_Task directions_.
Only the lines running from the one with "Target: window shutter" to the end of the listing should be returned, each exactly as it appears, with both ends kept.
(Input data Opens)
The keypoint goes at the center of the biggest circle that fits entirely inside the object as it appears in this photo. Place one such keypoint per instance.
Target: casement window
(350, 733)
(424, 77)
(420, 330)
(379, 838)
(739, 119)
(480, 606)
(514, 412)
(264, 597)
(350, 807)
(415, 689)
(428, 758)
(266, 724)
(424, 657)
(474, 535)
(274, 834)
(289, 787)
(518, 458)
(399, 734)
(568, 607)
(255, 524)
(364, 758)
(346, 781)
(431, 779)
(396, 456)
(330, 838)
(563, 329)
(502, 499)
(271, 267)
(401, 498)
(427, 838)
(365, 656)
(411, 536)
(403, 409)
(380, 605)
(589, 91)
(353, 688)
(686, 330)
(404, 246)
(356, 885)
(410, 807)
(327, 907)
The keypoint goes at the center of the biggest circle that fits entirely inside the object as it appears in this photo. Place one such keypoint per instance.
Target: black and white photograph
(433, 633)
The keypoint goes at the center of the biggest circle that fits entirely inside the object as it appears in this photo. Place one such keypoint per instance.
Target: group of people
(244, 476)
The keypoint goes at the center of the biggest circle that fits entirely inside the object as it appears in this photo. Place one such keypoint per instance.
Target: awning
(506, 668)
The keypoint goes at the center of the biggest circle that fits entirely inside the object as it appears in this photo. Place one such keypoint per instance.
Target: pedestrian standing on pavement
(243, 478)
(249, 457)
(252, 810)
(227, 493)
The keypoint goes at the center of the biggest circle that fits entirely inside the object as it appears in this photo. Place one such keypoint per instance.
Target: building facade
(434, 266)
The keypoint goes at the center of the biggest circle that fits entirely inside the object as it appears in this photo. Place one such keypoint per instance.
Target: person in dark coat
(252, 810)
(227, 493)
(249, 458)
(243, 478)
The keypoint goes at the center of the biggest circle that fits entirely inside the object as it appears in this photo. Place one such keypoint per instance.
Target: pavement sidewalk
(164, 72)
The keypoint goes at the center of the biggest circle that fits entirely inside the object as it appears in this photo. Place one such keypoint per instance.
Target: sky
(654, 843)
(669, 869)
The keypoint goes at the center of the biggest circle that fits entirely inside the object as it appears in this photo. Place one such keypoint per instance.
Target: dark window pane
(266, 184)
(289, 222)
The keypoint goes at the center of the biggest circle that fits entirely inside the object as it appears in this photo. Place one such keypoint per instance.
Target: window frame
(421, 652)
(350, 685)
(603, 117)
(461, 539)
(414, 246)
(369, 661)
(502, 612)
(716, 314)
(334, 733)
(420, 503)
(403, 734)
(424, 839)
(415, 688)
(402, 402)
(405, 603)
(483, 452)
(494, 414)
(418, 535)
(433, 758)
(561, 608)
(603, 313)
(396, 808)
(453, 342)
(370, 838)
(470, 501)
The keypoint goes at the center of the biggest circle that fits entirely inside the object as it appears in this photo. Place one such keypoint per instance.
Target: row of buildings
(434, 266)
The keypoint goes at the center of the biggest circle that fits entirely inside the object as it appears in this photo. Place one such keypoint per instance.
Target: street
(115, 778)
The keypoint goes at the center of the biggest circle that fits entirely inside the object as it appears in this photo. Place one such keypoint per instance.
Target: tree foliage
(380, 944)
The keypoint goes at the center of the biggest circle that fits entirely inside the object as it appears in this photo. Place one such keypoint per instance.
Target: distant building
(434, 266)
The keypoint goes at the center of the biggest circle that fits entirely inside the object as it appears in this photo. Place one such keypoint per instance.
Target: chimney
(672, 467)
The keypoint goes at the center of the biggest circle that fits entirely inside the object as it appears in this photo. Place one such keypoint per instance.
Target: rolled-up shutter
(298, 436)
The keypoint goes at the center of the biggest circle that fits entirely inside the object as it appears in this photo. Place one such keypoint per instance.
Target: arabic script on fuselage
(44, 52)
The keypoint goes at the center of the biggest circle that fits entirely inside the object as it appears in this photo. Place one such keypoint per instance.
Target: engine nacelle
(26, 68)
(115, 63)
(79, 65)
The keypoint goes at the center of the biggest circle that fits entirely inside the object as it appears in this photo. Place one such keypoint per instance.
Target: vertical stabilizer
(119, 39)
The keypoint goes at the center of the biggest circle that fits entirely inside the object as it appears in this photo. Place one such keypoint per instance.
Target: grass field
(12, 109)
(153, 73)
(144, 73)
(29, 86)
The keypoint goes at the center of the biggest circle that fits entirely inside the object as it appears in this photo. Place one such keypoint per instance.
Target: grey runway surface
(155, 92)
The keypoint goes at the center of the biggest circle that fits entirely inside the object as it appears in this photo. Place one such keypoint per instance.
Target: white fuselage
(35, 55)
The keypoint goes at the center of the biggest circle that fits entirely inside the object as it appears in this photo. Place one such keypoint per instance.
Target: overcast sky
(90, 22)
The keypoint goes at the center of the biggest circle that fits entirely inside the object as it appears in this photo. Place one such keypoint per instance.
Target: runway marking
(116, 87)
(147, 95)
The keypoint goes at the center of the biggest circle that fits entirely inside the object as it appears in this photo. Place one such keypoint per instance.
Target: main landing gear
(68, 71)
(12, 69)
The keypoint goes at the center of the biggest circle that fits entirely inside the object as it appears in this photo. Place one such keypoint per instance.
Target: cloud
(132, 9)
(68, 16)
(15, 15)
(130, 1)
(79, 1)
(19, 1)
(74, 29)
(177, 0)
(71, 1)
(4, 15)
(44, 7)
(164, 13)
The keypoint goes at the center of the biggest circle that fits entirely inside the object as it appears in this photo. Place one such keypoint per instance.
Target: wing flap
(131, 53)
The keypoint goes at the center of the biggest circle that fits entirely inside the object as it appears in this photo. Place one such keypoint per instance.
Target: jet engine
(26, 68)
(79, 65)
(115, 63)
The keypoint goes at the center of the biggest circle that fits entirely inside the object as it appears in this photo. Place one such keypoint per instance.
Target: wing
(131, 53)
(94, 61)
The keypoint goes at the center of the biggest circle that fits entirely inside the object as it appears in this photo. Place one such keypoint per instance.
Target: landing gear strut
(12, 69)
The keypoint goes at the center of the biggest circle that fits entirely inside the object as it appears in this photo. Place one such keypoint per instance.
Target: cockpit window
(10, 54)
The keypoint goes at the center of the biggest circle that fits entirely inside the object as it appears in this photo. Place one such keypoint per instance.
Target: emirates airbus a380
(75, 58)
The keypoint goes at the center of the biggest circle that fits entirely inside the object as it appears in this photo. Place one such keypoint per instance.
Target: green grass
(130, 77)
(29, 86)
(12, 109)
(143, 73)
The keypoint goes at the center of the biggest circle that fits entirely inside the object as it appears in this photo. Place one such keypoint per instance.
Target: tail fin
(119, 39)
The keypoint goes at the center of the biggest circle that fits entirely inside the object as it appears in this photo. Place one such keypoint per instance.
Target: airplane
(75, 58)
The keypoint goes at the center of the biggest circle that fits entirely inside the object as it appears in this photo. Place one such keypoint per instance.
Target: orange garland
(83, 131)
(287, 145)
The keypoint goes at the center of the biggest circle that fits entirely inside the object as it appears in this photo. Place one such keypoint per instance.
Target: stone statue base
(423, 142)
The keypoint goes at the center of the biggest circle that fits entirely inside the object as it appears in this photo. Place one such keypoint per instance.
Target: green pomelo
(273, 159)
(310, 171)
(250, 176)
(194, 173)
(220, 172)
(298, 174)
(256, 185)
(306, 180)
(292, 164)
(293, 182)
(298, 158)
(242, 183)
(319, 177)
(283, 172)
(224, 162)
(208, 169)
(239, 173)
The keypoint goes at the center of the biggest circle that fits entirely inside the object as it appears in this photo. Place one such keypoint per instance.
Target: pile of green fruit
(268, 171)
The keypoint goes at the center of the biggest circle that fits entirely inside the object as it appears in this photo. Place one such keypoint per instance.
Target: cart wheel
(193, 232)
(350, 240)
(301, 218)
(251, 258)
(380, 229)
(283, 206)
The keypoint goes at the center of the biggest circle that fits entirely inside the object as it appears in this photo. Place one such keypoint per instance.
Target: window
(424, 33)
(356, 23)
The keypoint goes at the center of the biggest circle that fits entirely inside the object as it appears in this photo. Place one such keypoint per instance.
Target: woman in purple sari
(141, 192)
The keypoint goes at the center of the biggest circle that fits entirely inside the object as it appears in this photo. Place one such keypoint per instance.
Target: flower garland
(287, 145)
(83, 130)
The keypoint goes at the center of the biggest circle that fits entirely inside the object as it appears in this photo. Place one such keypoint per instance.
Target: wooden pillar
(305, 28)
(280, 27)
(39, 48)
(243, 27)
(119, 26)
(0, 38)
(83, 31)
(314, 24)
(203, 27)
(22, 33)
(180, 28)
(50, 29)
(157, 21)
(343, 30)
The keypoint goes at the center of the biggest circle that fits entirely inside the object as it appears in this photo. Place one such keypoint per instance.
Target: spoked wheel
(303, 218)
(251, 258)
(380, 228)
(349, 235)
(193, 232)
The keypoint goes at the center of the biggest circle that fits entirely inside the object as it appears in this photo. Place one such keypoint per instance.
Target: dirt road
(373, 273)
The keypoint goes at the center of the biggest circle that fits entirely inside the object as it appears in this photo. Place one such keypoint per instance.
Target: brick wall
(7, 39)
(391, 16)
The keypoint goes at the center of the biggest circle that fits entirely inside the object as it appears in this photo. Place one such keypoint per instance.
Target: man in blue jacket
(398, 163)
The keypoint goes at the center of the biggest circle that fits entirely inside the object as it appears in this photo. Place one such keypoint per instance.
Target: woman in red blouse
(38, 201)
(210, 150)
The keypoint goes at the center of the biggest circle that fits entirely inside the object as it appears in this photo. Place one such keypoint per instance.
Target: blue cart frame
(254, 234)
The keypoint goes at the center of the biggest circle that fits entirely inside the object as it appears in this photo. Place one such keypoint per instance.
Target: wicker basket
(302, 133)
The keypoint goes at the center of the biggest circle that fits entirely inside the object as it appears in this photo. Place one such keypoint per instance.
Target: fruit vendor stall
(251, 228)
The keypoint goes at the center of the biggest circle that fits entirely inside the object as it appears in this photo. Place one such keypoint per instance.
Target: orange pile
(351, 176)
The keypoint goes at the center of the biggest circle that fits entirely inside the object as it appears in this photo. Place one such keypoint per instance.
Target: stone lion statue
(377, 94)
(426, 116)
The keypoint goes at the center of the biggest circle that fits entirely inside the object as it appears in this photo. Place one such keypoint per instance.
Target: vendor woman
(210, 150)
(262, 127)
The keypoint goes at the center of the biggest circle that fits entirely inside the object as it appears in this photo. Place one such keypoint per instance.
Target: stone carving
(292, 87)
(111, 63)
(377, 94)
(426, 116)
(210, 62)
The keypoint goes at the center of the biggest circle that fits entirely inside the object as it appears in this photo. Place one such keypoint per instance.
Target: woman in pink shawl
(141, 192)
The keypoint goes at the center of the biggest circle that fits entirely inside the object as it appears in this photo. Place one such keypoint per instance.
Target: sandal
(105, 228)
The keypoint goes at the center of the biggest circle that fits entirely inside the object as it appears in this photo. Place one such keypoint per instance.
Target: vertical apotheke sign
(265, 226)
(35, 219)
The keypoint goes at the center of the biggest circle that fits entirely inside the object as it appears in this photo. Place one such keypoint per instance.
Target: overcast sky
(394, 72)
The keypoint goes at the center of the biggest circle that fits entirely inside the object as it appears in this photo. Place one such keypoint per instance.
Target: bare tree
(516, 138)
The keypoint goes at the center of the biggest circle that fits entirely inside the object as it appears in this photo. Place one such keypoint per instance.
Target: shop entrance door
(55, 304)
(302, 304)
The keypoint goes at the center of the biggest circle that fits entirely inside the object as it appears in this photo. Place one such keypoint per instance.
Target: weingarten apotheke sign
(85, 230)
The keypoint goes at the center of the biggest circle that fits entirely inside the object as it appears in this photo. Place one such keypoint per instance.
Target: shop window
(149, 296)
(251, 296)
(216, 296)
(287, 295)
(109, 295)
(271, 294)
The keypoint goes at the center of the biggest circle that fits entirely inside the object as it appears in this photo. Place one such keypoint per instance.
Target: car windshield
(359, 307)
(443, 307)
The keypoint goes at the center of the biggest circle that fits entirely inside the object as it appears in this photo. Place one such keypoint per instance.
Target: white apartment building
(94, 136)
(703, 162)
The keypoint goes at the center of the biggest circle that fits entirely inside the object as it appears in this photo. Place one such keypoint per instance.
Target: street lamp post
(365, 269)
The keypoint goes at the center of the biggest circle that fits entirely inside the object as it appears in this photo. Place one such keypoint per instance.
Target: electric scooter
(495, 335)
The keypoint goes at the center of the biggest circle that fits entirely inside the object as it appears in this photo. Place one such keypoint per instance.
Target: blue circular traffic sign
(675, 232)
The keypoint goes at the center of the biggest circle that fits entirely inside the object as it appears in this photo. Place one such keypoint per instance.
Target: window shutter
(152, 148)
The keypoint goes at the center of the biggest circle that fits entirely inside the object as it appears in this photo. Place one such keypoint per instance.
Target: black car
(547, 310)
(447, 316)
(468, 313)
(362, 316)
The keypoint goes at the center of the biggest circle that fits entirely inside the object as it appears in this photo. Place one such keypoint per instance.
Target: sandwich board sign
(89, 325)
(Input data Closes)
_Written reply_.
Target: window shutter
(152, 148)
The keypoint goes at the center of the biggest circle that fits entirely inside the object as it appears in this photo. Place one such keypoint per instance.
Target: black car
(547, 310)
(447, 316)
(468, 313)
(362, 316)
The keypoint goes at the center of the biggest circle that fits entirely inside the object as it appears in this photo. Place one such keypoint per instance.
Target: sandwich board sign
(89, 325)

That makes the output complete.